Work required
Rewrite the material from the line containing "Please segment every instance of the ground" through the line containing "POLYGON ((21 145, 36", both included, as a Markdown table with the columns No. and Line. Number each row and omit any blank lines.

(Excerpts from annotation records)

------------------------------------------------

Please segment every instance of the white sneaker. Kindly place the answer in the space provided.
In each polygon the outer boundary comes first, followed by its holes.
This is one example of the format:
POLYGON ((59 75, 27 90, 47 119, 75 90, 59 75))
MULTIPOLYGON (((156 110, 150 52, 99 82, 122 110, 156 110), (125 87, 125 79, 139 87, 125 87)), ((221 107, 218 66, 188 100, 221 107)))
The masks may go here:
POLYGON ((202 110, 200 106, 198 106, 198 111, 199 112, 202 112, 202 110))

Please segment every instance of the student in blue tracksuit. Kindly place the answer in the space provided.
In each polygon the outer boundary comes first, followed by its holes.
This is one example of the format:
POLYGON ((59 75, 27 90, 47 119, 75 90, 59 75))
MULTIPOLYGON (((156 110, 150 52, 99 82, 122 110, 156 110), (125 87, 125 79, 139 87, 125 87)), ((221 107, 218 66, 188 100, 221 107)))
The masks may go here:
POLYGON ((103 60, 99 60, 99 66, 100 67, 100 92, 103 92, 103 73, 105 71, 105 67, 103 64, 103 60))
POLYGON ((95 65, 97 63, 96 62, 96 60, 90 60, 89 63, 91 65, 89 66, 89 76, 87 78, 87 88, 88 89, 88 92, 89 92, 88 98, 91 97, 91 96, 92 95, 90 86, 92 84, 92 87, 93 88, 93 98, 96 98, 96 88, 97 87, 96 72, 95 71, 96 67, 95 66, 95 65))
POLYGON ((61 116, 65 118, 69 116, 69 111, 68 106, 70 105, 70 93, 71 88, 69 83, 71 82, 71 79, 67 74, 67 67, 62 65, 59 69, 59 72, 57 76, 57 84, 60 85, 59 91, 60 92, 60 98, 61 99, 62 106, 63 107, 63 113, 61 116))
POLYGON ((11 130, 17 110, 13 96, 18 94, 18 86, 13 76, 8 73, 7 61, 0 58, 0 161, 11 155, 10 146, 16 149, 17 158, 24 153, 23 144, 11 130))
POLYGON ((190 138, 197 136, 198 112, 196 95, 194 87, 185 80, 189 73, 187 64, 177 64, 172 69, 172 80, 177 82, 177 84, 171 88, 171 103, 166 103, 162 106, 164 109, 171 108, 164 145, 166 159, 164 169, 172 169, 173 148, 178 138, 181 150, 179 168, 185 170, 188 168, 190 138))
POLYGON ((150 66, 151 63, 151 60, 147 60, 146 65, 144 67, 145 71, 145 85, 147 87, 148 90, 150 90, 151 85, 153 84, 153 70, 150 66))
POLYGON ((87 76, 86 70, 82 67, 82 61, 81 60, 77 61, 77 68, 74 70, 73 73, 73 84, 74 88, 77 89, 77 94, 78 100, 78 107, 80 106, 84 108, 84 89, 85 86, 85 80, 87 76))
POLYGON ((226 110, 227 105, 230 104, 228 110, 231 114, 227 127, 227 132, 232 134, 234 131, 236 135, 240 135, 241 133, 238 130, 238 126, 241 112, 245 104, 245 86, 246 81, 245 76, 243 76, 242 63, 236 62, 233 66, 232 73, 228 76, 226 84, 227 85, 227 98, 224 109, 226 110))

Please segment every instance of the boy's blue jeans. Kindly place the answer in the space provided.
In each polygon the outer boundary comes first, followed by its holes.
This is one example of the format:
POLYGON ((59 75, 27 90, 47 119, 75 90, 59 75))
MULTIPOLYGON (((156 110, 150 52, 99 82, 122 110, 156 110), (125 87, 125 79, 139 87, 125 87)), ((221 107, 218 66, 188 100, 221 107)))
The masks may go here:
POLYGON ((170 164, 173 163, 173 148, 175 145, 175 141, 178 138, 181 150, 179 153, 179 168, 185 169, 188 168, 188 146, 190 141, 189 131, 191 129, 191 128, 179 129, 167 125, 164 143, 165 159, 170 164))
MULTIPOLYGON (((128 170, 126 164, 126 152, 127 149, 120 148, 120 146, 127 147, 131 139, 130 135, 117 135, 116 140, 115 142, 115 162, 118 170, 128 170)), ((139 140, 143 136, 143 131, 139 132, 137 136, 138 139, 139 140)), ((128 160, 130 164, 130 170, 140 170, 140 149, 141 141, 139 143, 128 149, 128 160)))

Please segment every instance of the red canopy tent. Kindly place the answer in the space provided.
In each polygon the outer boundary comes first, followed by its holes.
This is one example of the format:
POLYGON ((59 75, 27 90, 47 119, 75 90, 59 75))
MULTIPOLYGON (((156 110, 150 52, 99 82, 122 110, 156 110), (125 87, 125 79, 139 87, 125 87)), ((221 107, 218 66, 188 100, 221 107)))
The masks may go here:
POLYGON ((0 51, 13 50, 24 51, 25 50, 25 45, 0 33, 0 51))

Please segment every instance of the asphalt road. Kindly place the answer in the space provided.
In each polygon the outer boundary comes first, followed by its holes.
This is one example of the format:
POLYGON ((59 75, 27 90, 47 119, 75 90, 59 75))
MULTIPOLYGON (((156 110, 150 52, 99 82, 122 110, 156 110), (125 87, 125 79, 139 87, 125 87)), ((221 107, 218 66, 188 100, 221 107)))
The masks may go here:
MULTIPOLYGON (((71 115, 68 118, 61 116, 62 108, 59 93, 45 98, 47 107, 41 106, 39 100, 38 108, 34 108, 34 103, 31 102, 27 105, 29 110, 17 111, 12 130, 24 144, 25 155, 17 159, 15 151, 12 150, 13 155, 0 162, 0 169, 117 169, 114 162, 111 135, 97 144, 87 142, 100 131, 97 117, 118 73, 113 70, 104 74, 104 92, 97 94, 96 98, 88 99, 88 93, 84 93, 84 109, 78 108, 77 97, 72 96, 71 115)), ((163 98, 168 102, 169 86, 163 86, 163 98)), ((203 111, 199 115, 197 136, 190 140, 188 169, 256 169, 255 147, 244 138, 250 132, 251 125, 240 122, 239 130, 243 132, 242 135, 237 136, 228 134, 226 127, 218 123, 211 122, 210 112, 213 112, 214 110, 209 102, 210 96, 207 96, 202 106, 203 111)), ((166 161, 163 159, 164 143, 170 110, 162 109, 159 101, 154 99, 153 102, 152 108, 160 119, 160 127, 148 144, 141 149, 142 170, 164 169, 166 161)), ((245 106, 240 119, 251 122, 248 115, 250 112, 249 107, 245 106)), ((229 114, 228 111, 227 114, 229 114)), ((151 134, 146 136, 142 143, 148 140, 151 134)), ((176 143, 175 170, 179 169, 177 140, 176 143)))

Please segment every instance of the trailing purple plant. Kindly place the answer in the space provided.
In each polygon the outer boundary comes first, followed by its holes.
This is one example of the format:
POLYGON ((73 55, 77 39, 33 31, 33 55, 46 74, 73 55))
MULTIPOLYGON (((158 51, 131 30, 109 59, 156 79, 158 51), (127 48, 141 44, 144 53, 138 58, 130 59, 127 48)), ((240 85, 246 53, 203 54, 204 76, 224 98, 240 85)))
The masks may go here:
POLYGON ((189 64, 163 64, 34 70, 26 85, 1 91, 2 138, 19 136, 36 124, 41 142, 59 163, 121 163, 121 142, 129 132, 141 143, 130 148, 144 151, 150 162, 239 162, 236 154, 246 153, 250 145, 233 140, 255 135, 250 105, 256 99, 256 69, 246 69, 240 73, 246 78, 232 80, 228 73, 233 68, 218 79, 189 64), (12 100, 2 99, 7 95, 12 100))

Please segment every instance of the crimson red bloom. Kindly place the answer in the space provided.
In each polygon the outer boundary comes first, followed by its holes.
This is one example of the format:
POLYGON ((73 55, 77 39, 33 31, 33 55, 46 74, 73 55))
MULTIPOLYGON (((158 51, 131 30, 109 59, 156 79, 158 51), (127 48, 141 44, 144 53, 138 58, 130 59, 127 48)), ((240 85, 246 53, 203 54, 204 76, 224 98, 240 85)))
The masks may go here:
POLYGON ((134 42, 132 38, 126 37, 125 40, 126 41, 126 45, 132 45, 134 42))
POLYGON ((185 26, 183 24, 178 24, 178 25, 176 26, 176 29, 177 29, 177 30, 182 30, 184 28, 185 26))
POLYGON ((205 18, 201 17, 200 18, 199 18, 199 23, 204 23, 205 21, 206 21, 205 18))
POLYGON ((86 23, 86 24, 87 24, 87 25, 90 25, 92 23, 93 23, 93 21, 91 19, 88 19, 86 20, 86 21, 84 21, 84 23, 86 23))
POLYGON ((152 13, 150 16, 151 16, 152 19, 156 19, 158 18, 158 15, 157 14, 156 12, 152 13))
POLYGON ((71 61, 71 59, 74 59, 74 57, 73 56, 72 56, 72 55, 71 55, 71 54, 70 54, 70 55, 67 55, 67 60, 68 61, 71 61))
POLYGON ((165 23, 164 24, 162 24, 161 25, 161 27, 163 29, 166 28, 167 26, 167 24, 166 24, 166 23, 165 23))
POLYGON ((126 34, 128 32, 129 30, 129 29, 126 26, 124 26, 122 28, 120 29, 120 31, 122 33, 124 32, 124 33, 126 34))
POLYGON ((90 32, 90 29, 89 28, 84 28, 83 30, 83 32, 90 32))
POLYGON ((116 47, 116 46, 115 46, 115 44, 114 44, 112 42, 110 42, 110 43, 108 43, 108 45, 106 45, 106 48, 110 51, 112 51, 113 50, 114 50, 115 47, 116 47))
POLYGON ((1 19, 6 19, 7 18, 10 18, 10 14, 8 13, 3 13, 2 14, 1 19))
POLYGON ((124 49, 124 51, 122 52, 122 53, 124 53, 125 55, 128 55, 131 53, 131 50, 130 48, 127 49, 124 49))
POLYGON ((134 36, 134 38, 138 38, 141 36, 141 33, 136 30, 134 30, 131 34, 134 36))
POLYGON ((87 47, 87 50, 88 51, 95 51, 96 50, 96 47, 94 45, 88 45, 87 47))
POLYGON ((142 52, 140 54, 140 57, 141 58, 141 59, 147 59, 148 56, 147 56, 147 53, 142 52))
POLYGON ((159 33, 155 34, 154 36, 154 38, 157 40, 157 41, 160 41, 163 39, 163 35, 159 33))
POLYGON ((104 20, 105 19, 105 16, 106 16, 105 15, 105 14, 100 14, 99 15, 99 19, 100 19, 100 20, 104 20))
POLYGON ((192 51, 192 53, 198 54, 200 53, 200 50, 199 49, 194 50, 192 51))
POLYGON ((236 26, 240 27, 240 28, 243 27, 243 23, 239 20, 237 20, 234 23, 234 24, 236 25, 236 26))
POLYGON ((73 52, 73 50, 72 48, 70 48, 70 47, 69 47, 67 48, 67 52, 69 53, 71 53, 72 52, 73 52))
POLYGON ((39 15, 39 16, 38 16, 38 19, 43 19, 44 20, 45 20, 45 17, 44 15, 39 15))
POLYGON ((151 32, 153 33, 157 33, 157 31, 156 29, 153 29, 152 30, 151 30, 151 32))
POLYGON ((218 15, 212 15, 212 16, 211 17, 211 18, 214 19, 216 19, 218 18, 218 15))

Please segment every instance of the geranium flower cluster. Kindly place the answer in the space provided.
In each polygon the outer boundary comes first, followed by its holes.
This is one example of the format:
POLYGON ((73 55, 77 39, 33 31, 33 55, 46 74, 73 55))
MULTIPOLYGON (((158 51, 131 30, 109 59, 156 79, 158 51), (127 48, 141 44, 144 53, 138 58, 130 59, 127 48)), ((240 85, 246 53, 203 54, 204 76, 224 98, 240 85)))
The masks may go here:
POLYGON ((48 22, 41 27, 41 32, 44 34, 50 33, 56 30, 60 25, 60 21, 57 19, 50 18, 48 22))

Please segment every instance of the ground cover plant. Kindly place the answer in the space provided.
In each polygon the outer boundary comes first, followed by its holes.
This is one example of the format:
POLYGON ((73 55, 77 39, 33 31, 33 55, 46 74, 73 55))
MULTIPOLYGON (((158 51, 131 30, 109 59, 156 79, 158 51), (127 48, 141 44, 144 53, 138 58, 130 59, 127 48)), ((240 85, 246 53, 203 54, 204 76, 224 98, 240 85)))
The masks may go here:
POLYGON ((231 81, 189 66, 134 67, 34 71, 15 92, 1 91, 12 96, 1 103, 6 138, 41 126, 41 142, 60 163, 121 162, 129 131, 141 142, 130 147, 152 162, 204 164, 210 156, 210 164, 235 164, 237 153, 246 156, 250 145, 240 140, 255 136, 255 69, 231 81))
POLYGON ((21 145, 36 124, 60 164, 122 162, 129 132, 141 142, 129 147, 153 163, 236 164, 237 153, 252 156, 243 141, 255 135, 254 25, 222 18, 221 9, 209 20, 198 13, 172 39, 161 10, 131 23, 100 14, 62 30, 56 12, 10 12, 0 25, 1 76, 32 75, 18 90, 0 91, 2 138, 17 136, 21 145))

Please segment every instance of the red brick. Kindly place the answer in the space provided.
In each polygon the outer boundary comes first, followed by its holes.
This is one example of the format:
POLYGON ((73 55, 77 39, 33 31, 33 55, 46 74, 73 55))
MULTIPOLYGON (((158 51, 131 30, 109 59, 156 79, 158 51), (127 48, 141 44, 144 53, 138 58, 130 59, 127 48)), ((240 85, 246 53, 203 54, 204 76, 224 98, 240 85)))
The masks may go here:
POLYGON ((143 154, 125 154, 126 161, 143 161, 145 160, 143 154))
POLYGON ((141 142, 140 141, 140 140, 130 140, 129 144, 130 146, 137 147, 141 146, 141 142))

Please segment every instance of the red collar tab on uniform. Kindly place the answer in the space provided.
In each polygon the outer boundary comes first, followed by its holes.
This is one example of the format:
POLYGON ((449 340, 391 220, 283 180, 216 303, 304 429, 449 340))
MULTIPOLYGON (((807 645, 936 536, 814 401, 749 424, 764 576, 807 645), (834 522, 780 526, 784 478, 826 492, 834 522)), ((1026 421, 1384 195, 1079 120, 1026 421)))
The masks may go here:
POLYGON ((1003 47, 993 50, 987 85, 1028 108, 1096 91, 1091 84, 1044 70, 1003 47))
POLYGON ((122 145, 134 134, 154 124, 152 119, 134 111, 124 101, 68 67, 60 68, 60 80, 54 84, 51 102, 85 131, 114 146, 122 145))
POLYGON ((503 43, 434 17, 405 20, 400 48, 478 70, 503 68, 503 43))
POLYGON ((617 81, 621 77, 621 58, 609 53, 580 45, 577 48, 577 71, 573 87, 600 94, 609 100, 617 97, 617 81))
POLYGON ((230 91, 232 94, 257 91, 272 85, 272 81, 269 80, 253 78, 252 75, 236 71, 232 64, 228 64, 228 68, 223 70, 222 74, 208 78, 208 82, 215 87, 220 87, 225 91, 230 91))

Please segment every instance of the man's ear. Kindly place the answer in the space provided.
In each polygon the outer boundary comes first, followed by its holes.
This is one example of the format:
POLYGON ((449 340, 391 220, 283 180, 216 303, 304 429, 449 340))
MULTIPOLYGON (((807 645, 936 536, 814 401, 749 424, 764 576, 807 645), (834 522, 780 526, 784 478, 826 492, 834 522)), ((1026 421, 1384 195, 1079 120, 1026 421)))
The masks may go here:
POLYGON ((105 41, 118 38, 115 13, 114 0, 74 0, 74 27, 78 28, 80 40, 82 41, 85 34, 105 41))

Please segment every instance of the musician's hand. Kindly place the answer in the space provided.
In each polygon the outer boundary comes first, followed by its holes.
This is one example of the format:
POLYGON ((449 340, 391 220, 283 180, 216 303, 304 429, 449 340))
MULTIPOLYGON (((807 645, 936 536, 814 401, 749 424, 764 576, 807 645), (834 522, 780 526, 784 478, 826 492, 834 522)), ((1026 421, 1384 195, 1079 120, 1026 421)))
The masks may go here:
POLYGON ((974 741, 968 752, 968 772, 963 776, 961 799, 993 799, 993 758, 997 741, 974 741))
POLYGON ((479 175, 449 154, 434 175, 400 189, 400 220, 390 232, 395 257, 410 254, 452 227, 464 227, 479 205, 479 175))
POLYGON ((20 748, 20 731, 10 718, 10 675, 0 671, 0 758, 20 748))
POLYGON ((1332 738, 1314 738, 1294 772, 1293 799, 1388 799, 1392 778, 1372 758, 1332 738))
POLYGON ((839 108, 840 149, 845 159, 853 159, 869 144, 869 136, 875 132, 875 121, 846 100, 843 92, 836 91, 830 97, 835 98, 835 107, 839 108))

------------------------------------------------

Task output
| No. | Line |
|---|---|
| 1 | Please segment every instance of the ground cover plant. Kindly place the answer in the space provided. |
| 2 | In each polygon the outer boundary comes first, followed by its holes. |
| 3 | This is one example of the format: |
| 4 | POLYGON ((73 55, 77 39, 33 31, 33 55, 46 74, 73 55)) |
| 5 | MULTIPOLYGON (((158 51, 131 30, 109 59, 156 79, 158 51), (127 48, 141 44, 144 53, 138 58, 130 59, 127 48)), ((240 85, 246 53, 203 54, 204 76, 224 98, 240 85))) |
| 6 | The masks may go here: |
| 7 | POLYGON ((231 81, 189 66, 134 67, 34 71, 15 92, 1 91, 12 96, 1 103, 6 138, 41 126, 41 142, 60 163, 121 162, 129 131, 141 142, 130 147, 152 162, 204 164, 210 156, 210 164, 235 164, 237 153, 246 156, 250 145, 240 140, 255 136, 255 69, 231 81)) |
| 8 | POLYGON ((21 145, 36 124, 60 164, 122 162, 129 132, 141 142, 129 147, 153 163, 236 164, 237 153, 252 156, 243 141, 255 135, 254 25, 222 18, 221 9, 209 20, 198 13, 172 39, 161 10, 131 23, 100 14, 62 30, 56 12, 10 12, 0 25, 1 76, 32 75, 18 90, 0 91, 2 138, 17 136, 21 145)) |